* [Your instructions] Copy every one of the rows below character for character, but leave out the pictures.

┌────────

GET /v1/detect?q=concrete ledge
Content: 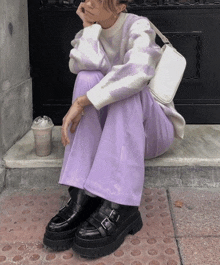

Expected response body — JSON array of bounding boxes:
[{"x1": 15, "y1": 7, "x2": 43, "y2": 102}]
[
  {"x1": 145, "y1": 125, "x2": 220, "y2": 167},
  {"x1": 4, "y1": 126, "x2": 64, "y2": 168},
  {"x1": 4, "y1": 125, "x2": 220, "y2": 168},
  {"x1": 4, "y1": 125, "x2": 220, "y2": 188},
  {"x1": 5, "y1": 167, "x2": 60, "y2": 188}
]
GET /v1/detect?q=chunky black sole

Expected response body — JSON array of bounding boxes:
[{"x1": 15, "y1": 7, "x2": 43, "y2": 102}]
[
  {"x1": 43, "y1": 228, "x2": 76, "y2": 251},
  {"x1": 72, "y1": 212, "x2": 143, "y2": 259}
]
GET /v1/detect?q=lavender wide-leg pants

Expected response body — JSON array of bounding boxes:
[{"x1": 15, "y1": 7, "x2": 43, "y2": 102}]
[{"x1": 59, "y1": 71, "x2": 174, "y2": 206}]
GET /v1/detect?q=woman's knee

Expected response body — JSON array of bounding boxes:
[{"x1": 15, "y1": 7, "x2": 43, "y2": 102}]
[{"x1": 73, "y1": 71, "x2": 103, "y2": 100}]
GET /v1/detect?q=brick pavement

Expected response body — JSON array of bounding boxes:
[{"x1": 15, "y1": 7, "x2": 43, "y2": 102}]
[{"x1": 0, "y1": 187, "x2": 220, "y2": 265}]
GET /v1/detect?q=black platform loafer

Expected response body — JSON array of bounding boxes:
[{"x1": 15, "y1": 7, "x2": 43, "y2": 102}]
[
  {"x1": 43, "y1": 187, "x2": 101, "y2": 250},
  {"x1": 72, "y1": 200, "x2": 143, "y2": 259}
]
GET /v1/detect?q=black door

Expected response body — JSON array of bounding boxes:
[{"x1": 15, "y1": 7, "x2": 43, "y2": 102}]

└────────

* [Output for this exercise]
GET /v1/detect?q=concrete ledge
Content: 

Expected response body — JSON array of bounding boxes:
[{"x1": 15, "y1": 7, "x2": 43, "y2": 102}]
[
  {"x1": 145, "y1": 125, "x2": 220, "y2": 167},
  {"x1": 4, "y1": 126, "x2": 64, "y2": 168},
  {"x1": 4, "y1": 125, "x2": 220, "y2": 168},
  {"x1": 4, "y1": 125, "x2": 220, "y2": 188},
  {"x1": 5, "y1": 167, "x2": 60, "y2": 188}
]
GET /v1/detect?q=chunky black sole

Expected response body — JSON array of bounding boxes:
[{"x1": 15, "y1": 7, "x2": 43, "y2": 102}]
[
  {"x1": 43, "y1": 228, "x2": 76, "y2": 251},
  {"x1": 72, "y1": 212, "x2": 143, "y2": 259}
]
GET /v1/detect?q=lavender wide-leg pants

Expected response body — JSON array of bounding boxes:
[{"x1": 15, "y1": 7, "x2": 43, "y2": 102}]
[{"x1": 59, "y1": 71, "x2": 174, "y2": 206}]
GET /v1/detect?q=woman's knee

Expected response body — JSON array of bounding boxes:
[{"x1": 15, "y1": 7, "x2": 43, "y2": 102}]
[{"x1": 73, "y1": 71, "x2": 103, "y2": 100}]
GET /v1/detect?q=brick pavement

Expected response body — JSON array of bounding boxes:
[{"x1": 15, "y1": 7, "x2": 43, "y2": 102}]
[{"x1": 0, "y1": 187, "x2": 220, "y2": 265}]
GET /v1/detect?q=black platform loafer

Expected response body — JSON array of bounding boxes:
[{"x1": 15, "y1": 7, "x2": 43, "y2": 102}]
[
  {"x1": 43, "y1": 187, "x2": 101, "y2": 250},
  {"x1": 72, "y1": 200, "x2": 143, "y2": 259}
]
GET /v1/detect?q=black door

Expected response body — JSON array of bounding boxes:
[{"x1": 15, "y1": 7, "x2": 43, "y2": 102}]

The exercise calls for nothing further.